# START OF Selection
Visible light communication (VLC) using LEDs has attracted significant attention recently for the future secure, license-free and electromagnetic-interference (EMI)-free optical wireless communication. Dimming technique in LED lamp is advantageous for energy efficiency. Color control can be performed in the red-green-blue (RGB) LEDs by using dimming technique. It is highly desirable to employ dimming technique to provide simultaneous color and dimming control and high speed VLC. Here, we proposed and demonstrated a LED dimming control using dimming-discrete-multi-tone (DMT) modulation. High speed DMT-based VLC with simultaneous color and dimming control is demonstrated for the first time to the best of our knowledge. Demonstration and analyses for several modulation conditions and transmission distances are performed, for instance, demonstrating the data rate of 103.5 Mb/s (using RGB LED) with fast Fourier transform (FFT) size of 512.
# END OF Selection
# START OF Data rows
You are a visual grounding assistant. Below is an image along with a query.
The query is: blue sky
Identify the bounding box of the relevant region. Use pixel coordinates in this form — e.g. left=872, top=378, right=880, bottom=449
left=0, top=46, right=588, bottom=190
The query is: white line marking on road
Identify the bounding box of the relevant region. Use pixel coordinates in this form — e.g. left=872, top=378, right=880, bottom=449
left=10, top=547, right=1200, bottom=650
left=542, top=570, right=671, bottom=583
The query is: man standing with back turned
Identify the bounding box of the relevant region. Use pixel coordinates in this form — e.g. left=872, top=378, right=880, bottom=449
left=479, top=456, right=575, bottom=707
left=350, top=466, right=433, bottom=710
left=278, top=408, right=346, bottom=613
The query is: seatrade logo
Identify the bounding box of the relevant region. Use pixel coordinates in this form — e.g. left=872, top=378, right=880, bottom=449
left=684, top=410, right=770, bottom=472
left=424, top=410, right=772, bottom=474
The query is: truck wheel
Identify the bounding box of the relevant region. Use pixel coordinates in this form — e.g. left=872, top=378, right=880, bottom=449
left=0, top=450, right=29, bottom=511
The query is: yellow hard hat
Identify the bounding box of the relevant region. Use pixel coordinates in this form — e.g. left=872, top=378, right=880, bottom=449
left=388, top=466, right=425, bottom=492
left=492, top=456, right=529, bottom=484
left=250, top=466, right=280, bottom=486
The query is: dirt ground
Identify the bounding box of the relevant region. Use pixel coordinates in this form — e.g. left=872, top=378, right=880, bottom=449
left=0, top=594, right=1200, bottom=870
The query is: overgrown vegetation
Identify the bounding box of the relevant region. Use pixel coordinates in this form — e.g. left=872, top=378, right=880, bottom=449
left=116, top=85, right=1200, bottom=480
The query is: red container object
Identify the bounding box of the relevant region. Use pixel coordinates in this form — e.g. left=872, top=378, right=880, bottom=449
# END OF Data rows
# START OF Data rows
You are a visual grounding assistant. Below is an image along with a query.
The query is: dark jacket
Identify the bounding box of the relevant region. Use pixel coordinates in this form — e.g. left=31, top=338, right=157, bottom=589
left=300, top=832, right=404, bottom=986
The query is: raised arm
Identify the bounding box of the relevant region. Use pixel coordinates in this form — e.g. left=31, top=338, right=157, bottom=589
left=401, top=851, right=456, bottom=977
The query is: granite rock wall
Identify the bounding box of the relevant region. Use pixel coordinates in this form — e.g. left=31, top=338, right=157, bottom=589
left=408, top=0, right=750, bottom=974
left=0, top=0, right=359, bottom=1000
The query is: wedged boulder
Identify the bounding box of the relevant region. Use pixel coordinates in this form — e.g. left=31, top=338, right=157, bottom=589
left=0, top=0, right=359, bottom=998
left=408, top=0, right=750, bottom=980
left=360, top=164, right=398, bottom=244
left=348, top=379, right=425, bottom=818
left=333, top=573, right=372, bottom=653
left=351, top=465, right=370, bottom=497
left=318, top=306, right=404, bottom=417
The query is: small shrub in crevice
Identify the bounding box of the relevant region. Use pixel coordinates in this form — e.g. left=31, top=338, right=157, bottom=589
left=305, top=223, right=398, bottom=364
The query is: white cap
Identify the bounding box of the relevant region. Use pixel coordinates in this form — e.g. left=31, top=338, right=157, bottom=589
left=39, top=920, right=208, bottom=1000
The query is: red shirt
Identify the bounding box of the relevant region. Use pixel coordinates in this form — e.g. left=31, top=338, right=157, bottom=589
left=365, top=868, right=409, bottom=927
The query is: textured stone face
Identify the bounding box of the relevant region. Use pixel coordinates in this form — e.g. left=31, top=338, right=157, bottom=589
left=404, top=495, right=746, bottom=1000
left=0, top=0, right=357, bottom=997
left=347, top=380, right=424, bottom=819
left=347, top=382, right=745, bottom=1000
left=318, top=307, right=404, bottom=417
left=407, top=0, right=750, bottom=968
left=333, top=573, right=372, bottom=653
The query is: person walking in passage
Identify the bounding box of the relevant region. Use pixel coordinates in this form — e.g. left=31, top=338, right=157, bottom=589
# END OF Data rows
▶ _Problems and tasks_:
1. Which abbreviations does the abstract introduce by placing them in parentheses after a spelled-out term? List all of them.
2. According to the abstract, what data rate was demonstrated with an FFT size of 512?

▶ _Solution set_:
1. VLC, EMI, RGB, DMT, FFT

2. 103.5 Mb/s, using an RGB LED.